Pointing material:
━━━━━━━━━━━━━━━━
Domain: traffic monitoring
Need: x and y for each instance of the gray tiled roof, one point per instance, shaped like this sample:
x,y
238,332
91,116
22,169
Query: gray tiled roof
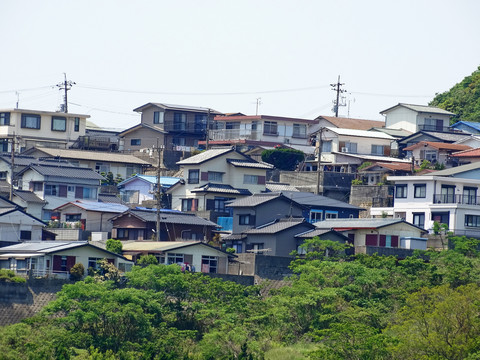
━━━━━━━━━━━━━━━━
STATED GOAL: Reproduce every line of the material above word for word, omitting the pictures.

COMPLETED EXERCISE:
Domain: traffic monitoring
Need: x and y for each instance of the gray tiled roof, one point per instance, shaped like this sample:
x,y
238,332
91,116
22,169
Query: gray tiled roof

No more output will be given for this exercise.